What to work on
Restate the material word for word and leave out anything that is a picture.

Input for this task
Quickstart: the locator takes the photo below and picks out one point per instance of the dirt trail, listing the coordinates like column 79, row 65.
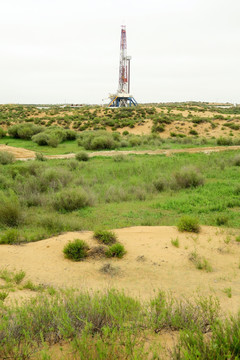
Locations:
column 24, row 154
column 151, row 263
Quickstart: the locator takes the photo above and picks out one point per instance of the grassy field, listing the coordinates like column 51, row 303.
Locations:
column 111, row 325
column 59, row 195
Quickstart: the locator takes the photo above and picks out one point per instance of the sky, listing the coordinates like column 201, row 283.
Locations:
column 67, row 51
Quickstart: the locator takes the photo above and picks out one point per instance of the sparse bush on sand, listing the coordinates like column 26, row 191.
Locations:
column 72, row 199
column 76, row 250
column 6, row 158
column 106, row 237
column 189, row 224
column 187, row 177
column 116, row 250
column 82, row 156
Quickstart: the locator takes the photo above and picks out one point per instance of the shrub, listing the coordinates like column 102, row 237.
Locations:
column 221, row 220
column 11, row 236
column 187, row 177
column 160, row 184
column 24, row 131
column 41, row 139
column 2, row 133
column 82, row 156
column 193, row 132
column 72, row 199
column 175, row 242
column 116, row 250
column 236, row 160
column 40, row 157
column 224, row 141
column 53, row 141
column 76, row 250
column 10, row 210
column 6, row 158
column 105, row 237
column 188, row 223
column 200, row 262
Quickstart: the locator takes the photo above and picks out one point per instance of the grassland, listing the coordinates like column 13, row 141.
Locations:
column 152, row 193
column 41, row 198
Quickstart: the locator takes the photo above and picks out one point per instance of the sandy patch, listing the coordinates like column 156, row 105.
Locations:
column 18, row 152
column 151, row 263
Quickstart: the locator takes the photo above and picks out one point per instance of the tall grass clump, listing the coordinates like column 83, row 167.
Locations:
column 72, row 199
column 10, row 210
column 187, row 177
column 189, row 224
column 200, row 262
column 82, row 156
column 106, row 237
column 6, row 158
column 116, row 250
column 76, row 250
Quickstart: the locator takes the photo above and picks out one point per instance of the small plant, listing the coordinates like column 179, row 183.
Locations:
column 6, row 158
column 76, row 250
column 221, row 220
column 30, row 286
column 228, row 292
column 108, row 269
column 189, row 224
column 175, row 242
column 116, row 250
column 73, row 199
column 238, row 238
column 82, row 156
column 3, row 295
column 11, row 236
column 40, row 157
column 106, row 237
column 187, row 177
column 18, row 277
column 200, row 262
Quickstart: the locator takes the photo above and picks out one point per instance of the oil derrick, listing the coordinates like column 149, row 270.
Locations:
column 123, row 98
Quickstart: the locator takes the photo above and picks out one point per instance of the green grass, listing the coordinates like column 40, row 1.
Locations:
column 122, row 194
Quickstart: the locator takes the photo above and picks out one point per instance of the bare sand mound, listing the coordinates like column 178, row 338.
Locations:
column 151, row 263
column 19, row 153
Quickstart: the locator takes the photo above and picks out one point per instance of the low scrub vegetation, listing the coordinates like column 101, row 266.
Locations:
column 76, row 250
column 106, row 237
column 189, row 224
column 6, row 158
column 116, row 250
column 112, row 325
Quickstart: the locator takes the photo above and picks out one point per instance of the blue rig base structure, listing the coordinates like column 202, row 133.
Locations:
column 122, row 101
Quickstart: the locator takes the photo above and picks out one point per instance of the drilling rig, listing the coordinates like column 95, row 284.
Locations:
column 123, row 98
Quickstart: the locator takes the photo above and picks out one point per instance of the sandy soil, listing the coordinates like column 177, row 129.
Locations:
column 24, row 154
column 18, row 152
column 151, row 263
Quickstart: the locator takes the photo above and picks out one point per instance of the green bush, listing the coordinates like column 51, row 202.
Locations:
column 187, row 177
column 2, row 133
column 188, row 223
column 11, row 236
column 82, row 156
column 116, row 250
column 224, row 141
column 10, row 210
column 24, row 131
column 6, row 158
column 76, row 250
column 72, row 199
column 236, row 160
column 105, row 237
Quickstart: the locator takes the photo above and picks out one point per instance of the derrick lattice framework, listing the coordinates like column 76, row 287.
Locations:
column 123, row 98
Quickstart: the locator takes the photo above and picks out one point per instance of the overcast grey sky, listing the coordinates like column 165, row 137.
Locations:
column 55, row 51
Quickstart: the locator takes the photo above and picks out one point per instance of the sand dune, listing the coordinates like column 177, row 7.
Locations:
column 151, row 263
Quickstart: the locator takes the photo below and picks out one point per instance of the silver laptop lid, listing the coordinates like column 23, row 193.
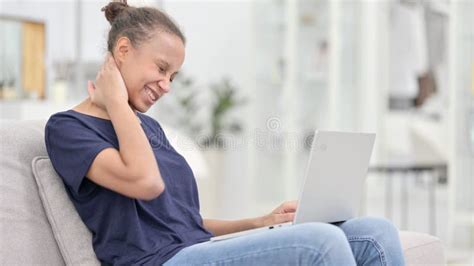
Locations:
column 335, row 177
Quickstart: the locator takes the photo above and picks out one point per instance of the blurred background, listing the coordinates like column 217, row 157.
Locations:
column 261, row 76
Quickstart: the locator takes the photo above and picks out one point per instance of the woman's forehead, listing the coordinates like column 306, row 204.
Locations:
column 166, row 48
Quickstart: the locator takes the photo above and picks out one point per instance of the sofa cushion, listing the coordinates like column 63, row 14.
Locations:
column 71, row 234
column 26, row 237
column 422, row 249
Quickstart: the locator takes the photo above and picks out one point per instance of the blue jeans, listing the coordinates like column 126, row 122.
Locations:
column 359, row 241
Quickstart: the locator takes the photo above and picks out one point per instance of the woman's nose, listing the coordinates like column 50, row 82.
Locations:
column 164, row 85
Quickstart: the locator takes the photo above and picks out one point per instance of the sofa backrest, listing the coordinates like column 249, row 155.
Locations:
column 26, row 237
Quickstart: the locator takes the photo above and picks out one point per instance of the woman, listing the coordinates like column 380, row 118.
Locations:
column 138, row 196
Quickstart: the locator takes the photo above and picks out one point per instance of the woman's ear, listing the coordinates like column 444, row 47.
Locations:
column 122, row 50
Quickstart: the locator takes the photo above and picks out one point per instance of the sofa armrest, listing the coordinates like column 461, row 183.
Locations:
column 422, row 249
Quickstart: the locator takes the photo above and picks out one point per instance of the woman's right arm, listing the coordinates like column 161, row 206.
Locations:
column 132, row 170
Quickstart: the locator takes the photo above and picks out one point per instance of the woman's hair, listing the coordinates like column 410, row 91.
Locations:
column 137, row 23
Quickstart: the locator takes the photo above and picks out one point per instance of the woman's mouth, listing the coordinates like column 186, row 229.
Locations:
column 152, row 95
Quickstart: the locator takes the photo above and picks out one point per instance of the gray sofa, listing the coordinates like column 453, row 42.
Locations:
column 39, row 225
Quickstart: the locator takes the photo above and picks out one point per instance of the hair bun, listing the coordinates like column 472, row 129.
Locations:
column 113, row 9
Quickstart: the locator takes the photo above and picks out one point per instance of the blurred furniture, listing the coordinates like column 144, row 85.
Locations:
column 406, row 168
column 39, row 224
column 22, row 51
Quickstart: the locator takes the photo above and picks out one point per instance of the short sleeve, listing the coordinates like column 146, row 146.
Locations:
column 72, row 147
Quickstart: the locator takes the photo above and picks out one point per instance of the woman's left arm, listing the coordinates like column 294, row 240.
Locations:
column 282, row 214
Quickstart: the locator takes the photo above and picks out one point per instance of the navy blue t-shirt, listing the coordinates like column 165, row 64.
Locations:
column 126, row 231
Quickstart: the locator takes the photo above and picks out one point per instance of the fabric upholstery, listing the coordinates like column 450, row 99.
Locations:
column 422, row 249
column 71, row 234
column 26, row 237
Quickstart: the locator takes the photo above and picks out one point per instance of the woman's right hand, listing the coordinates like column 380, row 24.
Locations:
column 109, row 86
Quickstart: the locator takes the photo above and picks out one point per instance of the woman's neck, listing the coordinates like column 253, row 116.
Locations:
column 89, row 108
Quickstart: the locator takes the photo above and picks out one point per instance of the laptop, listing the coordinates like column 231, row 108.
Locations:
column 334, row 180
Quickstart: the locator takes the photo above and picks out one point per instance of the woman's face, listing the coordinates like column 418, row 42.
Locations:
column 149, row 69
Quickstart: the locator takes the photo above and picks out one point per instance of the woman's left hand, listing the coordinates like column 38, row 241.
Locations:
column 282, row 214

Result
Quickstart: the locator takes the photo below and picks out one point per instance of the dirt trail, listing the coordinates like column 79, row 65.
Locations:
column 24, row 154
column 151, row 263
Quickstart: the locator takes the photo above and picks out one point per instance of the grassy field, listing the coordinates like column 51, row 303.
Locations:
column 111, row 325
column 59, row 195
Quickstart: the locator takes the photo above and picks out one point per instance of the sky, listing the coordinates like column 201, row 283.
Locations:
column 67, row 51
Quickstart: the locator takes the photo above and picks out one point per instance of the sparse bush on sand, listing the coordinates like column 26, row 191.
Locations:
column 72, row 199
column 76, row 250
column 6, row 158
column 106, row 237
column 189, row 224
column 187, row 177
column 116, row 250
column 82, row 156
Quickstart: the locator takes the photo above and picks out one point per instance of the shrub, listing the coordinates like column 102, row 237.
Locations:
column 221, row 220
column 11, row 236
column 187, row 177
column 160, row 184
column 24, row 131
column 41, row 139
column 2, row 133
column 82, row 156
column 193, row 132
column 72, row 199
column 175, row 242
column 116, row 250
column 236, row 160
column 40, row 157
column 224, row 141
column 53, row 141
column 76, row 250
column 10, row 210
column 6, row 158
column 105, row 237
column 188, row 223
column 200, row 262
Quickstart: the locator takes the photo above and picks out one point per instance of the grassland, listing the coordinates like column 13, row 141.
Locations:
column 152, row 193
column 41, row 198
Quickstart: the locator takes the photo above and picks out one point per instance of the sandy patch, listing the coordinates like column 156, row 105.
Locations:
column 18, row 152
column 151, row 263
Quickstart: the locator takes the photo above and picks out one point per instance of the tall grass clump, listing the coordinates like column 83, row 167.
Locations:
column 72, row 199
column 10, row 210
column 187, row 177
column 189, row 224
column 200, row 262
column 82, row 156
column 106, row 237
column 6, row 158
column 116, row 250
column 76, row 250
Quickstart: the locator takes the photo above and picks out one point per instance of the small plant, listing the coordinates like column 179, row 183.
Locations:
column 6, row 158
column 76, row 250
column 221, row 220
column 30, row 286
column 228, row 292
column 108, row 269
column 189, row 224
column 175, row 242
column 116, row 250
column 73, row 199
column 238, row 238
column 82, row 156
column 3, row 295
column 11, row 236
column 40, row 157
column 106, row 237
column 187, row 177
column 18, row 277
column 200, row 262
Quickstart: the locator takes the photo above and picks out one point per instance of the oil derrick, listing the coordinates like column 149, row 270.
Locations:
column 123, row 98
Quickstart: the locator takes the photo above and picks out one point per instance of the green grass, listing the coordinates like column 40, row 1.
Locations:
column 122, row 194
Quickstart: the locator takes the photo above and picks out one point per instance of the bare sand mound, listing the coordinates like column 178, row 338.
Locations:
column 151, row 263
column 19, row 153
Quickstart: the locator takes the photo above and picks out one point per instance of the low scrub vegetation, listing the coordinates like column 101, row 266.
Locations:
column 76, row 250
column 106, row 237
column 189, row 224
column 6, row 158
column 116, row 250
column 112, row 325
Quickstart: the locator takes the photo above and picks out one point per instance of the blue rig base structure, listing the coordinates like column 202, row 133.
Locations:
column 122, row 101
Quickstart: the locator takes the photo above and picks out one point per instance of the drilling rig, listing the coordinates like column 95, row 284.
Locations:
column 123, row 98
Quickstart: the locator takes the photo above and picks out one point per instance of the sandy soil, listing the coordinates like column 177, row 129.
Locations:
column 24, row 154
column 18, row 152
column 151, row 263
Quickstart: the locator takes the photo above and picks out one point per instance of the green bush, listing the coordinates like column 51, row 202.
Locations:
column 187, row 177
column 2, row 133
column 188, row 223
column 11, row 236
column 82, row 156
column 116, row 250
column 224, row 141
column 10, row 210
column 24, row 131
column 6, row 158
column 76, row 250
column 72, row 199
column 236, row 160
column 105, row 237
Quickstart: the locator takes the photo above and picks out one point per instance of the derrick lattice framework, listing the coordinates like column 76, row 287.
Locations:
column 123, row 98
Quickstart: the locator takes the photo above and picks out one point per instance of the overcast grey sky, listing the coordinates like column 165, row 137.
Locations:
column 55, row 51
Quickstart: the locator takes the photo above and picks out one point per instance of the sand dune, listing the coordinates like column 177, row 7.
Locations:
column 151, row 263
Quickstart: the locator takes the photo below and picks out one point per instance of the silver laptop lid, listing the coordinates like column 23, row 193.
Locations:
column 335, row 177
Quickstart: the locator takes the photo above and picks out one point per instance of the blurred background, listing the coordinates like column 217, row 157.
Locations:
column 261, row 76
Quickstart: the locator takes the photo above and picks out one point per instance of the woman's forehead, listing the coordinates like column 306, row 204.
Locations:
column 166, row 48
Quickstart: the locator takes the photo above and picks out one point per instance of the sofa cushion, listing the coordinates like column 63, row 14.
Locations:
column 71, row 234
column 26, row 237
column 422, row 249
Quickstart: the locator takes the photo above and picks out one point per instance of the blue jeans, listing the coordinates like column 126, row 122.
Locations:
column 359, row 241
Quickstart: the locator takes the photo above and picks out one point per instance of the woman's nose, listing the coordinates like column 50, row 82.
Locations:
column 164, row 85
Quickstart: the locator takes the photo above and picks out one point per instance of the sofa backrest, listing the coordinates like column 249, row 155.
Locations:
column 26, row 237
Quickstart: the locator takes the photo above and picks out one point per instance of the woman, listing the coordinates like column 380, row 118.
Locations:
column 138, row 196
Quickstart: the locator takes the photo above and picks out one point per instance of the woman's ear, listing the coordinates like column 444, row 47.
Locations:
column 122, row 50
Quickstart: the locator takes the photo above and picks out one point per instance of the sofa armrest, listing the coordinates like column 461, row 183.
Locations:
column 422, row 249
Quickstart: the locator takes the photo above and picks out one point per instance of the woman's right arm, listing the coordinates like column 161, row 206.
Locations:
column 132, row 170
Quickstart: the locator takes the photo above and picks out one point per instance of the woman's hair, listing the coordinates like column 410, row 91.
Locations:
column 137, row 23
Quickstart: the locator takes the photo above and picks out one point per instance of the woman's mouth, listing the coordinates like column 186, row 229.
Locations:
column 152, row 95
Quickstart: the locator takes the photo above and picks out one point per instance of the gray sofa, listing the coordinates like column 453, row 42.
Locations:
column 39, row 225
Quickstart: the locator takes the photo above and picks out one point per instance of the hair bun, listing the coordinates like column 472, row 129.
Locations:
column 113, row 9
Quickstart: the locator takes the photo above and picks out one point per instance of the blurred furniture, listing the coordinates like column 144, row 85.
Locations:
column 406, row 168
column 39, row 224
column 22, row 51
Quickstart: the locator takes the photo above and picks out one point per instance of the short sleeve, listing the coordinates like column 146, row 146.
Locations:
column 72, row 147
Quickstart: the locator takes the photo above and picks out one point per instance of the woman's left arm, listing the coordinates like column 294, row 240.
Locations:
column 282, row 214
Quickstart: the locator takes the photo above and picks out one point per instance of the navy blue t-shirt, listing the coordinates like column 165, row 64.
Locations:
column 126, row 231
Quickstart: the locator takes the photo above and picks out one point per instance of the fabric upholstery, listing the coordinates like column 450, row 99.
Locations:
column 422, row 249
column 71, row 234
column 26, row 237
Quickstart: the locator takes the photo above and picks out one point per instance of the woman's right hand, listing the coordinates like column 380, row 24.
Locations:
column 109, row 86
Quickstart: the locator takes the photo above and picks out one point per instance of the woman's neck, listing the coordinates like column 253, row 116.
Locations:
column 89, row 108
Quickstart: the locator takes the photo above and picks out one point per instance of the laptop, listing the coordinates like column 231, row 108.
Locations:
column 334, row 180
Quickstart: the locator takes the photo above and picks out one point per instance of the woman's face, listing the coordinates like column 418, row 42.
Locations:
column 149, row 69
Quickstart: the locator takes the photo above and picks out one point per instance of the woman's left hand, listing the coordinates like column 38, row 241.
Locations:
column 282, row 214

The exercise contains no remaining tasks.